## begin MATERIAL FOR THIS EXERCISE

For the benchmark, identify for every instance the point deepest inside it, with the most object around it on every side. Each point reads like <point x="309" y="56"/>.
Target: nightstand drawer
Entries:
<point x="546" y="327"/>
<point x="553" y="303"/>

## end MATERIAL FOR THIS EXERCISE

# TASK:
Present the lines above as a Markdown table with two columns, Row and Line, numbering each non-blank line and leaving out the blank ones.

# OUTPUT OF THE TASK:
| Row | Line |
|---|---|
| 1 | For the benchmark, identify for every instance the point deepest inside it, with the most object around it on every side. Each point reads like <point x="309" y="56"/>. |
| 2 | Target: nightstand drawer |
| 3 | Entries: |
| 4 | <point x="546" y="327"/> |
| 5 | <point x="553" y="303"/> |